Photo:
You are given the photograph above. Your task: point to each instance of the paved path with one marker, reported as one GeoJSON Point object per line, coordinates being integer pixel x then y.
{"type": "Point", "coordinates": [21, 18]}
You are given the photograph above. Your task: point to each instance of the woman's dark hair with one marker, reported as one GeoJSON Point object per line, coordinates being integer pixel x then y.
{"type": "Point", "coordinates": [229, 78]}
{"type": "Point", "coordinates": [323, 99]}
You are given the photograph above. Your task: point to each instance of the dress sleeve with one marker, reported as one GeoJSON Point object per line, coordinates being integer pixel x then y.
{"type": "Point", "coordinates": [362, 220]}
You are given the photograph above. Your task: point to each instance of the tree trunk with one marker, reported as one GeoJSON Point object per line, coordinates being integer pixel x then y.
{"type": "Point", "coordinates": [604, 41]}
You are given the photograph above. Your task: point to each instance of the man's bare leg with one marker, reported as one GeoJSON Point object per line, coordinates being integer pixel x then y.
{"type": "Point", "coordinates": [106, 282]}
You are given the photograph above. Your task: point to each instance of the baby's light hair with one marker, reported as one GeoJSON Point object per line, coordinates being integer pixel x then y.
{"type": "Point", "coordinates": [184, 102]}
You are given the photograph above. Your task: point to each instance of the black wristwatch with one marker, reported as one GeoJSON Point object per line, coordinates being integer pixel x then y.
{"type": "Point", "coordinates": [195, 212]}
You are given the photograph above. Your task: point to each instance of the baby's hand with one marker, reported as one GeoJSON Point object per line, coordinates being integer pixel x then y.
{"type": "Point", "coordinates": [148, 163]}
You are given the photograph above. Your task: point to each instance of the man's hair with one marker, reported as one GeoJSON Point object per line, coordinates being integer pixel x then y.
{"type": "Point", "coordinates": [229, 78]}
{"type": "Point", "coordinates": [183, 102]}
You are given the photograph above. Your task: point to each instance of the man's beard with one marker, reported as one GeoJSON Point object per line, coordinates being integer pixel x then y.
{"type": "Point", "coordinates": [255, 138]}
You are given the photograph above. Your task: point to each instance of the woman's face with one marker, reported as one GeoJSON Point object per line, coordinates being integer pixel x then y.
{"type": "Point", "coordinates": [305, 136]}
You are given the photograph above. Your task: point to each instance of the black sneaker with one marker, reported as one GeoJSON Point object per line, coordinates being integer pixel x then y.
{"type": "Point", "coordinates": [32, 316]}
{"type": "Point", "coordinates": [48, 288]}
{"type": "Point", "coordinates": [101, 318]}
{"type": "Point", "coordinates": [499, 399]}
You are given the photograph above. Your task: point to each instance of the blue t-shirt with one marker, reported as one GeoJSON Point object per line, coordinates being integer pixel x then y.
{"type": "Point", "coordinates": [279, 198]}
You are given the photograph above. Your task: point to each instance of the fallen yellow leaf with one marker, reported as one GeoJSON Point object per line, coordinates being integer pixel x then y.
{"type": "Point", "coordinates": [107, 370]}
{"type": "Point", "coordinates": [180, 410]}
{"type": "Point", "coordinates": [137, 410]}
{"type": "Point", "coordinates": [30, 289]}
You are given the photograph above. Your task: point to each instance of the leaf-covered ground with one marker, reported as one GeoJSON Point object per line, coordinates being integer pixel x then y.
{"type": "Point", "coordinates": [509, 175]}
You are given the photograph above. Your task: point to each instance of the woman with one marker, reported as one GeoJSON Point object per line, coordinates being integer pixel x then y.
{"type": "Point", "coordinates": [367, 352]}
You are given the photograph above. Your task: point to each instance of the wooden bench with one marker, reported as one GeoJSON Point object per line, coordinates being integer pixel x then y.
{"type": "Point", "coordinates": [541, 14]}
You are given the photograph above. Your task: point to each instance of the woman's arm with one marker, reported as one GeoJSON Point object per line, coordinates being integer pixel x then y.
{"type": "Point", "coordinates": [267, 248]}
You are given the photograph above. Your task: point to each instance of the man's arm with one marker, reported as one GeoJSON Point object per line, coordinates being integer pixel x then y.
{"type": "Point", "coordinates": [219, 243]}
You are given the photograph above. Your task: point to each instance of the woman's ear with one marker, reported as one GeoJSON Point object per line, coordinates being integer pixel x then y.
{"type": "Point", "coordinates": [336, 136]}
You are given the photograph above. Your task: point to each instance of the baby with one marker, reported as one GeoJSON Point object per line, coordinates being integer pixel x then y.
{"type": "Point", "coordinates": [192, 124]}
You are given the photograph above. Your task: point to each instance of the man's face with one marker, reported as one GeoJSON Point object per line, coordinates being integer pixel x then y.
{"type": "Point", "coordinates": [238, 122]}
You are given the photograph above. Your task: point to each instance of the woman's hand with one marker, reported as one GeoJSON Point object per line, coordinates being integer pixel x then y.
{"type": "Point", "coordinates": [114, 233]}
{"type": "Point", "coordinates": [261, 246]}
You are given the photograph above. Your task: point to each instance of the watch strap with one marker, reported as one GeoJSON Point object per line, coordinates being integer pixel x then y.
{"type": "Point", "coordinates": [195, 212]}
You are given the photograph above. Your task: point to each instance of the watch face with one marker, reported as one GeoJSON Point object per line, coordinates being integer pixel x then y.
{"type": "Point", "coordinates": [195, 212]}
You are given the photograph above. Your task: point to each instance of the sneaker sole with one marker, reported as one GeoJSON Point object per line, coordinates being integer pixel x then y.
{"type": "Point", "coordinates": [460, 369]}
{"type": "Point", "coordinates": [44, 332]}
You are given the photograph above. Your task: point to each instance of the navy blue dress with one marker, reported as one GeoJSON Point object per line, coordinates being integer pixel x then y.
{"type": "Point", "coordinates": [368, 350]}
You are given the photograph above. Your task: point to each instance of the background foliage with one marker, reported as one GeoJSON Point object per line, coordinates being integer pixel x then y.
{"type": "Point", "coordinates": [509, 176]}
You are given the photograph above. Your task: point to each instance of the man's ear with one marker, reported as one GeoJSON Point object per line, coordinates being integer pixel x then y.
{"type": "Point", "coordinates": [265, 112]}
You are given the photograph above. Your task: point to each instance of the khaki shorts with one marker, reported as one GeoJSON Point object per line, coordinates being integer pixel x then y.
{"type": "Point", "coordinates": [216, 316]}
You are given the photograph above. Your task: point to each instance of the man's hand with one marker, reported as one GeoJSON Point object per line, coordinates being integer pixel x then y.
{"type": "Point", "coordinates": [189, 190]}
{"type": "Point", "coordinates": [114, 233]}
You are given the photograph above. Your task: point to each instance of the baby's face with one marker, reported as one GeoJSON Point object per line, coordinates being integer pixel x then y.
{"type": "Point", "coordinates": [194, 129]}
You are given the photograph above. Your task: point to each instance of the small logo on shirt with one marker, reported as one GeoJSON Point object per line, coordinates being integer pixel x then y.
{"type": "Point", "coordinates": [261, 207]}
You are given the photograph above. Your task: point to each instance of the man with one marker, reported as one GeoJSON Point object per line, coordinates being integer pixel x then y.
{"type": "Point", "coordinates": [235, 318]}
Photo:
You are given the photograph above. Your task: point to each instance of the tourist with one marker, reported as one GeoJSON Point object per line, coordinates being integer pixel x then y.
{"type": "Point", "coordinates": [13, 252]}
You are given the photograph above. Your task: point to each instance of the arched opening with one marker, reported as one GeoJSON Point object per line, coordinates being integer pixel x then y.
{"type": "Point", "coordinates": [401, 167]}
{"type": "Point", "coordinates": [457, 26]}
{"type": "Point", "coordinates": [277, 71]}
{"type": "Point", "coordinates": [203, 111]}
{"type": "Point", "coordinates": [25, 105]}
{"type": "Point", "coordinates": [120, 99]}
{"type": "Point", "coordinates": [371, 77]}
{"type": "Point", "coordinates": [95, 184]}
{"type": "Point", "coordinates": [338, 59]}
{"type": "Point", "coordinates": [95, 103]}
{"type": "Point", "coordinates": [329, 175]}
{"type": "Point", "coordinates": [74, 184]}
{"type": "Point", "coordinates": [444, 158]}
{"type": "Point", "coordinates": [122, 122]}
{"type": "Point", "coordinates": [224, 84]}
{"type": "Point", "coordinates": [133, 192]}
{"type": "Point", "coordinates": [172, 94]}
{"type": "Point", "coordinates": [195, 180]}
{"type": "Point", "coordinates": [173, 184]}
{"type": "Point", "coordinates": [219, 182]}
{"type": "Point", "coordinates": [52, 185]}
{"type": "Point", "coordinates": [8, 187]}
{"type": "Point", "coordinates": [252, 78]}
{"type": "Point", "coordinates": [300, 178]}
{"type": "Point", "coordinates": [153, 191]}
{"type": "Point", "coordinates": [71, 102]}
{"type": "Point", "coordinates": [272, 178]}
***
Given task: Gather each row above that contains the word "face" and copy those rows in full. Match the case exactly.

Final result:
You are given the photograph above. Your task: point to each instance of the woman's face with one marker, reported as one GeoJSON Point object per line, coordinates being integer pixel x then y.
You are given the photograph above. Your task: point to each instance of the man's face with one marker, reported as one GeoJSON Point object per line, coordinates being integer pixel x then y.
You are given the photograph above. Your task: point to each instance of the watch face with one marker, reported as one GeoJSON Point object per line, coordinates being integer pixel x then y.
You are given the photograph above. Your task: point to each instance of the baby's face with one marker, reported as one GeoJSON Point object per line, coordinates being integer pixel x then y.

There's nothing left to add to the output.